:: Problem details ::
Rewrite the listing starting with the line containing "# target: riverbank" and going on through the line containing "Give the mask of every instance of the riverbank.", replacing "mask" with "outline" and changing nothing else. Leave the pictures out of your answer.

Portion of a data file
———

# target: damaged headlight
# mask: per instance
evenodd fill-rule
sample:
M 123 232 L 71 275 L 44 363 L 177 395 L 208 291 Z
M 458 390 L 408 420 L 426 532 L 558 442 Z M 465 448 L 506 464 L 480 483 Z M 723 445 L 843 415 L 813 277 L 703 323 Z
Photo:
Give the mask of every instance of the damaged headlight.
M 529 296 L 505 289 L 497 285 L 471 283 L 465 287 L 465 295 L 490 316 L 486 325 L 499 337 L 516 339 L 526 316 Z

———

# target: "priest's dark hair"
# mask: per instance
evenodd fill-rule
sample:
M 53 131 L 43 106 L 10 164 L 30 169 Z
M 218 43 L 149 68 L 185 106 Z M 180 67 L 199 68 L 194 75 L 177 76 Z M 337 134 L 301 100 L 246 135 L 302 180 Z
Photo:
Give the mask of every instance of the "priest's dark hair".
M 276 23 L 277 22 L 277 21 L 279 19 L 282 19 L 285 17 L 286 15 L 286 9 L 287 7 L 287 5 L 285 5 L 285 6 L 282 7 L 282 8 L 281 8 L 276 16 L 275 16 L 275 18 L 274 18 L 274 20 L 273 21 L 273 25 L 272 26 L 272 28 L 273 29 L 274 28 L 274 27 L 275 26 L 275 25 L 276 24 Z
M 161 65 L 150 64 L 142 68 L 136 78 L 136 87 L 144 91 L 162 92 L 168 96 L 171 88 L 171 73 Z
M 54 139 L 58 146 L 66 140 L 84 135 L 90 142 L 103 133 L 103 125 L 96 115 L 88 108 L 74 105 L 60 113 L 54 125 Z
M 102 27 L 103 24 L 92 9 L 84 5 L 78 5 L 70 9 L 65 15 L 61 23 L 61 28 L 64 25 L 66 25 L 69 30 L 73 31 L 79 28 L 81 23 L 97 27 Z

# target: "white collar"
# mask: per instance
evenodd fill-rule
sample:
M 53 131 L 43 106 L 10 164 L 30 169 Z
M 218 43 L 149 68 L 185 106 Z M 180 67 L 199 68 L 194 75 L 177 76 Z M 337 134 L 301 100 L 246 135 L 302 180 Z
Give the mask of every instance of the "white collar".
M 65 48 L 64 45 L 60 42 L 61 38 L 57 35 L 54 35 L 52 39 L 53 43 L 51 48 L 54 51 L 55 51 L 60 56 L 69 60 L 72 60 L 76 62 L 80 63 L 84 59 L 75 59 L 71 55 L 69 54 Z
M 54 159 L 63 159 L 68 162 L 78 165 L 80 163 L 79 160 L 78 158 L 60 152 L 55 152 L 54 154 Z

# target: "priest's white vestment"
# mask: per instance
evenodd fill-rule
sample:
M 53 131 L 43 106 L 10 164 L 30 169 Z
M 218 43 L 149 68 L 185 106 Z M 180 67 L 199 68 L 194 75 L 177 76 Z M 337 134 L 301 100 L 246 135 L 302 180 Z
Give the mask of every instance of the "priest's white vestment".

———

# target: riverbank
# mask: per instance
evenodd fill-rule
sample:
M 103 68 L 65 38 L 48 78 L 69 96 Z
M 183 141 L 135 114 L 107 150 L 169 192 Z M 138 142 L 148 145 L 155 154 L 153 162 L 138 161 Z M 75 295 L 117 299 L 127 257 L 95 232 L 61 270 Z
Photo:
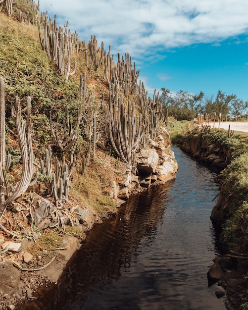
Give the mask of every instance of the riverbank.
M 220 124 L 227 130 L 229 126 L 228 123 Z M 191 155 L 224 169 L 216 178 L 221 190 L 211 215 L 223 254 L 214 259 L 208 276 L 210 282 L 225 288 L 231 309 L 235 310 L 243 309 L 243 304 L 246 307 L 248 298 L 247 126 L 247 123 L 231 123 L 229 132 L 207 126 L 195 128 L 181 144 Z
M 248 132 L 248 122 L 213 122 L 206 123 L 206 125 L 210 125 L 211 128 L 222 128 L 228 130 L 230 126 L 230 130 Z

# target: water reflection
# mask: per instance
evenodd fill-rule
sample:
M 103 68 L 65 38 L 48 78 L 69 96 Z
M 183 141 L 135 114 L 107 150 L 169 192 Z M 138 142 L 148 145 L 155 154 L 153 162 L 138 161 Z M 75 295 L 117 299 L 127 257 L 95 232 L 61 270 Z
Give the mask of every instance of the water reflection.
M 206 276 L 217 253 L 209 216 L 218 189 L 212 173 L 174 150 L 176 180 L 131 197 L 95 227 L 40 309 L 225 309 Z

———

:: Exercise output ::
# target: riverbank
# outline: per instance
evenodd fill-rule
sample:
M 103 68 L 65 38 L 48 78 L 69 96 Z
M 183 141 L 135 114 L 107 150 L 169 192 Z M 138 142 L 148 145 L 155 154 L 153 162 L 138 161 Z M 75 295 L 117 299 L 127 257 L 95 232 L 61 270 Z
Photo:
Give the outline of every instance of the riverbank.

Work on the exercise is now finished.